Work instructions –
Find the line containing "of the overcast". Return it and every line after it, unchanged, up to and including the last line.

(Data items)
* * * * *
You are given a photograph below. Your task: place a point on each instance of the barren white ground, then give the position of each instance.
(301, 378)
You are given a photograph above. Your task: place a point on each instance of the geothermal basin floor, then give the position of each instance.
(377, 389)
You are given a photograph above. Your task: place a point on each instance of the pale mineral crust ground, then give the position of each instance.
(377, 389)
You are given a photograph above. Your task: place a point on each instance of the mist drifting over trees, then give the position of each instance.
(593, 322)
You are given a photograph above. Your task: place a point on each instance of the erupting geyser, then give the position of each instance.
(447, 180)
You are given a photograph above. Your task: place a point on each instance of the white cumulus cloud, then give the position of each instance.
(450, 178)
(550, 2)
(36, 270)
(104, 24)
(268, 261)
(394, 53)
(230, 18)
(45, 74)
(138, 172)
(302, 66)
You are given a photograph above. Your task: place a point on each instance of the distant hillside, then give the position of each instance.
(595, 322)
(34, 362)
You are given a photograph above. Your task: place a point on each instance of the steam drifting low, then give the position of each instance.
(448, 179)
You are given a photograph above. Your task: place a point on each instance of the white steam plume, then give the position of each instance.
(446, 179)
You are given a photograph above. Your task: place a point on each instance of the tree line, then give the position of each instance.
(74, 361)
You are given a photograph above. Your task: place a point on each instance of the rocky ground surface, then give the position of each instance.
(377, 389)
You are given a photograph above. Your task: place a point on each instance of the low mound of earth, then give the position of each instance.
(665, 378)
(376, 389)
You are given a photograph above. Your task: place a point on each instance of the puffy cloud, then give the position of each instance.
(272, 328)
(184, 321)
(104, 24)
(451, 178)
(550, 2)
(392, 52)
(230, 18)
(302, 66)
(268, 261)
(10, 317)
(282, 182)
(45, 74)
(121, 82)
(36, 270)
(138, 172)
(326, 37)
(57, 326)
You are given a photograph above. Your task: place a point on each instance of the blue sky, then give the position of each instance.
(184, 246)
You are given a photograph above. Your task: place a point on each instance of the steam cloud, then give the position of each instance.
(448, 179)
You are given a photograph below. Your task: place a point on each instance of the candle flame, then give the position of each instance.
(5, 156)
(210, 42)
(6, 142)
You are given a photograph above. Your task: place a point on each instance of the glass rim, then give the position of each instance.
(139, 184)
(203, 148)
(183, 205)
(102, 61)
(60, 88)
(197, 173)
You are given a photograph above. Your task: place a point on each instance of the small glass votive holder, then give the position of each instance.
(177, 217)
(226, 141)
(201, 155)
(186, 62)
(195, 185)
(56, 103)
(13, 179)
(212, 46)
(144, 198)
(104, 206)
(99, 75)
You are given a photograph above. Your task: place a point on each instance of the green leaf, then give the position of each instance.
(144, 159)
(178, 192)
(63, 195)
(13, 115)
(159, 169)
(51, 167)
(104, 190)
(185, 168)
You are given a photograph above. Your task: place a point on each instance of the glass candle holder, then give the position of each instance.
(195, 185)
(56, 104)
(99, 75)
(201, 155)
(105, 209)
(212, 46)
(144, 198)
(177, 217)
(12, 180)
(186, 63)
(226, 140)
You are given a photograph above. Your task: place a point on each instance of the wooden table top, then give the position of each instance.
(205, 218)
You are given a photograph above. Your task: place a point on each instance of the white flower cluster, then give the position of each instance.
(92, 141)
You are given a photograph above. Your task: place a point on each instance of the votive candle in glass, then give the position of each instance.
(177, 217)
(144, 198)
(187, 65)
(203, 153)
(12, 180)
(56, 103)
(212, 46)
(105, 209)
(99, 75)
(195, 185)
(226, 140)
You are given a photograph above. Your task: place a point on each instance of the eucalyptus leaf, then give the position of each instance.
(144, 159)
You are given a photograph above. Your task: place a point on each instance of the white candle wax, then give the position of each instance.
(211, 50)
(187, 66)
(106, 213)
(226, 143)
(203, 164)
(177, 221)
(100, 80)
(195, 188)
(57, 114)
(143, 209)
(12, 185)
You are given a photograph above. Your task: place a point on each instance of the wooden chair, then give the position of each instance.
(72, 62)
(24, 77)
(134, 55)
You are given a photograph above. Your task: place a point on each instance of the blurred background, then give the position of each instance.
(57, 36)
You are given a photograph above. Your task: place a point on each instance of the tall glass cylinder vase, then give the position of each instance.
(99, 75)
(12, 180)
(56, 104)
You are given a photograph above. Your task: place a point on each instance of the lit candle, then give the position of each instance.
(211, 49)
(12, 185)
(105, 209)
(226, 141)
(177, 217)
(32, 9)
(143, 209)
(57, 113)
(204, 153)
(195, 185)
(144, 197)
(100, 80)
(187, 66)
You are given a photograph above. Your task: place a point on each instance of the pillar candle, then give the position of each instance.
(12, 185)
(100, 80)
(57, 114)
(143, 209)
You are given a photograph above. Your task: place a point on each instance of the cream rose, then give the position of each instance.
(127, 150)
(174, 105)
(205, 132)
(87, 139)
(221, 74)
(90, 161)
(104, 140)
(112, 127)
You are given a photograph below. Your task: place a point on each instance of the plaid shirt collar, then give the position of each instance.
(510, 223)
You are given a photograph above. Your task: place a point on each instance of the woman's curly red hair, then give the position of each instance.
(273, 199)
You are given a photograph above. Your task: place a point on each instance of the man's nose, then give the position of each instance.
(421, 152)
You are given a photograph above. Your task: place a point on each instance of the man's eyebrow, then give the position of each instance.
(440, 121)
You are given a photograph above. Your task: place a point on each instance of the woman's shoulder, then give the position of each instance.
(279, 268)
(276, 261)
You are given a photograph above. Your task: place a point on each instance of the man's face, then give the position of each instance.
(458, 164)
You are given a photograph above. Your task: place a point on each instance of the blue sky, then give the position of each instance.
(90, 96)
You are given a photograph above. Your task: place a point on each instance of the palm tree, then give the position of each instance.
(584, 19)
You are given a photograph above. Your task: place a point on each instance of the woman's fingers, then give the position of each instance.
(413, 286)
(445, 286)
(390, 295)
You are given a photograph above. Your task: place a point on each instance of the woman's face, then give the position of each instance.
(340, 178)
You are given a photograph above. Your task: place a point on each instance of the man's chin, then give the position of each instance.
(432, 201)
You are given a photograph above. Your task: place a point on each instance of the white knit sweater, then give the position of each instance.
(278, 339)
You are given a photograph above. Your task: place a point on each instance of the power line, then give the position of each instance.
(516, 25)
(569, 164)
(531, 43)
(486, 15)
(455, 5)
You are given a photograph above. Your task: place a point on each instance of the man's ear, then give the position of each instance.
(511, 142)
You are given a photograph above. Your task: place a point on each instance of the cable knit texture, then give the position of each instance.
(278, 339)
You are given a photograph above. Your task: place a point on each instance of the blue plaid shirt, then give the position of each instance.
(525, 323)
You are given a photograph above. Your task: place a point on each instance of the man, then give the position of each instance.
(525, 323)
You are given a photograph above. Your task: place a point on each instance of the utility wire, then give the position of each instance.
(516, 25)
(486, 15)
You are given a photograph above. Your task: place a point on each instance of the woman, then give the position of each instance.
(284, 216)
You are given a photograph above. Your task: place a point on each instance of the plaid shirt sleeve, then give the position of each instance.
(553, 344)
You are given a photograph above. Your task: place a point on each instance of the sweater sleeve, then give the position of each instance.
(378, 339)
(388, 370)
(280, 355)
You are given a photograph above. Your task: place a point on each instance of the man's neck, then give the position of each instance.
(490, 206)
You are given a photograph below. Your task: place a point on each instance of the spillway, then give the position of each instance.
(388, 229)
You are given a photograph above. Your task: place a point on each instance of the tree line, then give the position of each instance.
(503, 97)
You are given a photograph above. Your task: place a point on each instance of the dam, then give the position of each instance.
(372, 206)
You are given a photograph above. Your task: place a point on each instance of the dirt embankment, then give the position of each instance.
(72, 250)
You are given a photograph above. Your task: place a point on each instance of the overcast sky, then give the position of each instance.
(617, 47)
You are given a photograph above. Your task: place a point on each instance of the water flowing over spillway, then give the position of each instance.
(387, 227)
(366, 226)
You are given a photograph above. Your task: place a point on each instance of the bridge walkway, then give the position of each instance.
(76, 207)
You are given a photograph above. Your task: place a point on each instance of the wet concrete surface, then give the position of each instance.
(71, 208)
* * * * *
Reply –
You are given a photograph above. Your task: place a point on each instance of the overcast sky, then give the position of each instance.
(617, 47)
You are given a photograph above. Your task: place a point on each instance of the water flowing over spillway, then give the position of each instance.
(387, 227)
(366, 226)
You are given a photograph above. Your task: place a point on each instance of the bridge walkway, then give the position of each instance.
(76, 207)
You are given a photograph above. Your task: place a point on each instance of the wet concrete surface, then give the position of each instance.
(71, 208)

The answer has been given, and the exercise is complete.